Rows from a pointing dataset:
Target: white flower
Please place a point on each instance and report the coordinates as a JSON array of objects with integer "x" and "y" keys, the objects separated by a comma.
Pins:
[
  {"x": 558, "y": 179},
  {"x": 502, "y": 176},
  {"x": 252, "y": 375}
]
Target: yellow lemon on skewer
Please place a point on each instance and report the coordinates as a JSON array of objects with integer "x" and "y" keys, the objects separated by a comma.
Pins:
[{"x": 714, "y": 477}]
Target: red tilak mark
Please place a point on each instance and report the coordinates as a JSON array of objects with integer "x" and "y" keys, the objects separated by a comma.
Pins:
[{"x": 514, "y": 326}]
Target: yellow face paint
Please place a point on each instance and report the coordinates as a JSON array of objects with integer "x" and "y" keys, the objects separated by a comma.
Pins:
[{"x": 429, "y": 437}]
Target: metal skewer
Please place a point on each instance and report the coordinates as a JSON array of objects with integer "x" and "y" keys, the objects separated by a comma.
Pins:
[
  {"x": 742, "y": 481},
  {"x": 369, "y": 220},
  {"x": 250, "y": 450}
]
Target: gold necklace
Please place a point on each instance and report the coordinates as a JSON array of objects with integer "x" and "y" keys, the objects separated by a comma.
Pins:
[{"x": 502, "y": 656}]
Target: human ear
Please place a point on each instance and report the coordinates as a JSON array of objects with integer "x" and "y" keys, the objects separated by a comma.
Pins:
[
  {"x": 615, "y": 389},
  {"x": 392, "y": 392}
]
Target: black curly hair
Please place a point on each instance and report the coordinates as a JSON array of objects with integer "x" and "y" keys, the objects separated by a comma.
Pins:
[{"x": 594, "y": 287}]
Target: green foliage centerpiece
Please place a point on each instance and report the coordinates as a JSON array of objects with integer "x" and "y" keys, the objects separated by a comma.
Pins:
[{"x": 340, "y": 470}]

- What you need to do:
Copy out all the rows above, replacing "Pins" with "Points" everywhere it appears and keeping everything else the same.

- Full answer:
Target: white flower
Please place a point on each instance and report the coordinates as a JSON array of objects with integer "x" and "y" keys, the objects separated by a comma.
Points:
[
  {"x": 558, "y": 179},
  {"x": 502, "y": 176},
  {"x": 252, "y": 375}
]
Target: yellow lemon on skewer
Please place a point on each instance and report the coordinates as a JSON array of objects with integer "x" and "y" keys, the objects separated by a comma.
Points:
[{"x": 714, "y": 477}]
Target: red tilak mark
Please place a point on each instance and report the coordinates as a JSON array of objects with integer "x" and "y" keys, the objects separated by a comma.
Points:
[{"x": 514, "y": 326}]
Target: yellow face paint
Please place a point on each instance and report the coordinates as a JSON array of objects with integer "x" and "y" keys, the objects separated by a comma.
Points:
[{"x": 429, "y": 437}]
Target: metal skewer
Please place a point on each instance and report the coordinates as a JSON array of objects with integer "x" and "y" keys, the objects separated by a comma.
Points:
[
  {"x": 742, "y": 481},
  {"x": 369, "y": 220},
  {"x": 250, "y": 450}
]
Target: gold necklace
Please place a point on each instance and report the coordinates as a JSON array of objects with integer "x" and "y" keys, the objects separated by a comma.
Points:
[{"x": 502, "y": 656}]
Target: human ear
Please place a point on each instance and report the coordinates as a JSON array of objects with integer "x" and "y" keys, the objects separated by a comma.
Points:
[
  {"x": 615, "y": 389},
  {"x": 392, "y": 392}
]
Target: black curly hair
Please place a point on each instance and report the coordinates as a JSON array of objects with integer "x" and "y" keys, the objects separated by a comma.
Points:
[{"x": 594, "y": 287}]
Target: green foliage centerpiece
Please place a point on each instance and report the coordinates as a JSON array of objects with integer "x" and "y" keys, the objects separated by a comma.
Points:
[{"x": 340, "y": 470}]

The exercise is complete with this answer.